*Excerto da fonte*.

Traduzindo, se consegui perceber bem, no vale do Zêzere há sobreirais e matos de medronho, urze e esteva nas zonas mais quentes e secas, e carvalhais de pirenaica e matos de genistas e coisas que tais nas zonas mais altas e húmidas.
Os meus amigos da fitossociologia estão tão viciados em línguas mortas, como o latim, que já não conseguem escrever para os vivos.
E depois queixam-se de que ninguém lhes liga e a sociedade não percebe a utilidade de investir em conhecimento da sua biodiversidade.
Não me parece que tenham razão. Também ninguém entende a bruxaria mas é um negócio rentável e em crescimento cuja utilidade a sociedade não questiona.
Provavelmente à fitossociologia só lhe falta mesmo prometer a felicidade ao virar da esquina, porque no resto está perfeitamente ao nível das restantes ciências ocultas.
henrique pereira dos santos
25 comentários:
Os fitossociólogos não se têm queixado de que ninguém lhes liga. A metodologia de identificação de habitats da Rede Natura 2000 em toda a Europa utiliza os métodos fitossociológicos. A cartografia de vegetação potencial autóctone da maioria dos países da Europa continental utilizada para o planeamento florestal também recorre à Fitossociologia.
Se se puser a ler aquilo que escreve um físico de partículas ou o que está na bula de um medicamento e não entender nada, não se queixe, porque o problema é seu. Vá estudar.
Jorge Capelo
jorge.capelo@gmail.com
Henrique, a crítica a uma ciência não se faz pela linguagem, e muito menos pelo vocabulário.
O latim da fitossociologia foi herdado da taxonomia. Portanto, a causa do intrincado léxico da fitossociologia reside, em última instância, numa das mais extraordinárias e produtivas invenções da biologia: a nomenclatura lineana. Porque Carlos Lineu e a nomenclatura binomial estão para a biologia, como Newton e a sua mecânica para a Física.
Como o Jorge Capelo dá entender, e muito bem, as ciências matematizadas partilham uma linguagem substancialmente mais hermética do que a fitossociologia. E nenhuma outra ciência e colecciona mais neologismos do que a química. Alguém se opõe? Há alternativas sem perdas irreparáveis de informação? que não diminuam a nossa capacidade de prever e de agir no funcionamento do mundo?
A vegetação é um objecto complexo; se estudado em profundidade é impossível de reduzir a um discurso coloquial. Tal como a física, ou a química.
A complexidade do objecto e da instrumentação conceptual de uma ciência incrementam a seu interesse e utilidade social. O conceito de ciência oculta é contraditório; que eu saiba não existe tal coisa.

*Material extraído*.
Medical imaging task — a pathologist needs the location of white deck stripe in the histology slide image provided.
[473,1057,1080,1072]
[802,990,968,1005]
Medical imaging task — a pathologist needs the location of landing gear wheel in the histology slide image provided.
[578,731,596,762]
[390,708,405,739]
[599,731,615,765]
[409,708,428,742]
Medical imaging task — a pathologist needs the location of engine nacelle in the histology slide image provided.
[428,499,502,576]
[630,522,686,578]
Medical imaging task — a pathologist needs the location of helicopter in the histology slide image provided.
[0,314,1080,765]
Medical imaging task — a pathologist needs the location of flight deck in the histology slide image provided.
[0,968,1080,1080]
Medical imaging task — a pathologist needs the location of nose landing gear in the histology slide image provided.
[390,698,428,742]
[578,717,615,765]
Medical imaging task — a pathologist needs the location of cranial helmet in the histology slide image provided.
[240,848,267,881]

*Experimente*.
De acordo com o excerto sobre fitossociologia, por que razão o léxico desta disciplina recorre ao latim? Explique em uma a três frases.

*Resposta*.
O latim da fitossociologia foi herdado da taxonomia. A causa desse léxico está, em última instância, na nomenclatura lineana, que o texto apresenta como uma das mais extraordinárias e produtivas invenções da biologia.